__Goal__
Update the records below, changing each "stroller" to "pram" and keeping everything else the same.

__Items listed in a dataset__
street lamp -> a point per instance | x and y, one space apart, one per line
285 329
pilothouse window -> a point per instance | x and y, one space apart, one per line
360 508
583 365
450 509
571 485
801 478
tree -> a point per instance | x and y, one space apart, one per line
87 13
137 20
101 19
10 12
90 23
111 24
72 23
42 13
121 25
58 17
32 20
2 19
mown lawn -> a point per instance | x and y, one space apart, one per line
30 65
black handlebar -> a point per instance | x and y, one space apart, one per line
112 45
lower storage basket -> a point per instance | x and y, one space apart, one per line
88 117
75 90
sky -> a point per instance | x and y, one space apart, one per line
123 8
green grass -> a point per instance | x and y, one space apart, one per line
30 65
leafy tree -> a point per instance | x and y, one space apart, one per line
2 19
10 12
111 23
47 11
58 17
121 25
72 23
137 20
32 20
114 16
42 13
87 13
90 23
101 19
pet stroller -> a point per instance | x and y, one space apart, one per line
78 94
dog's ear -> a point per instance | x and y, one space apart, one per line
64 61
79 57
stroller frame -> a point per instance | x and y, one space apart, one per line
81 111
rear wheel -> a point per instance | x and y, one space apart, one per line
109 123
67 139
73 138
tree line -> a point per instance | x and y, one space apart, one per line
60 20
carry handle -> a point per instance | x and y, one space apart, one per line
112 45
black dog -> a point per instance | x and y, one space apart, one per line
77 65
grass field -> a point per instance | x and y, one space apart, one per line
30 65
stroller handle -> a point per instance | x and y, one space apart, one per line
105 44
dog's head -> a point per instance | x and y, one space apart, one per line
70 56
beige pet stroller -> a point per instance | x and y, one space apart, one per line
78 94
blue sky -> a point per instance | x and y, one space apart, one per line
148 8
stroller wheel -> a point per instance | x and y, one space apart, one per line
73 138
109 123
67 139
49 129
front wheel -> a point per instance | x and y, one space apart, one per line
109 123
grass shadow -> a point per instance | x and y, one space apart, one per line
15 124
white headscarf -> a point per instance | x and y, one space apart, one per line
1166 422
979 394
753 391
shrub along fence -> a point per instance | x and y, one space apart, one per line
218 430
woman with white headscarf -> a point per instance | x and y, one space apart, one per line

__Response__
street lamp -> a point per instance | x and y, one space apart, one per line
285 329
pilothouse window -> a point per instance | x and y, one space apart, one per line
360 508
583 365
450 509
571 485
801 478
tree -> a point per instance | x and y, one space apart, one per line
87 13
137 20
101 19
10 12
90 23
111 24
72 23
42 13
121 25
58 17
32 20
2 19
mown lawn -> a point per instance | x and y, one space apart, one per line
30 65
black handlebar -> a point per instance | x and y, one space apart, one per line
112 45
lower storage basket -> a point per instance | x and y, one space apart, one per line
88 117
75 90
sky -> a point per instance | x and y, one space apart, one per line
123 8
green grass -> a point per instance | x and y, one space apart, one per line
30 65
leafy tree -> a point per instance | x and y, one space apart, one per line
2 19
10 12
111 23
47 11
58 17
121 25
72 23
137 20
32 20
114 16
42 13
87 13
90 23
101 19
pet pram -> a point per instance | x and y, one space apart, one per line
78 94
dog's ear -> a point per instance | x and y, one space apart, one per line
64 61
79 57
pram frame -> a point per instance | x and y, one space apart, one per line
81 111
rear wheel -> a point per instance | x and y, one space apart, one per line
109 123
67 139
73 138
tree line -> a point per instance | x and y, one space apart, one per line
60 20
carry handle -> a point per instance | x and y, one space apart, one per line
112 45
black dog -> a point per instance | x and y, one space apart, one per line
77 65
grass field -> a point per instance | x and y, one space apart, one per line
30 65
pram handle -> a point per instance | x and y, one space apart, one per line
105 44
dog's head -> a point per instance | x and y, one space apart, one per line
70 56
beige pet pram -> a point per instance | x and y, one space apart, one per line
78 94
blue sky -> a point per instance | x and y, one space apart, one per line
148 8
pram wheel -> a point per instance | x and y, one space apart, one per line
73 138
109 123
67 139
49 129
front wheel -> a point per instance | x and y, one space apart, one per line
109 123
grass shadow -> a point per instance | x and y, one space apart, one per line
15 124
white headscarf -> a point per instance | x and y, one space apart, one per line
1166 422
979 394
753 391
shrub along fence -> a point per instance | x and y, one space apart, one per line
218 430
woman with white headscarf -> a point per instance | x and y, one space apart, one per line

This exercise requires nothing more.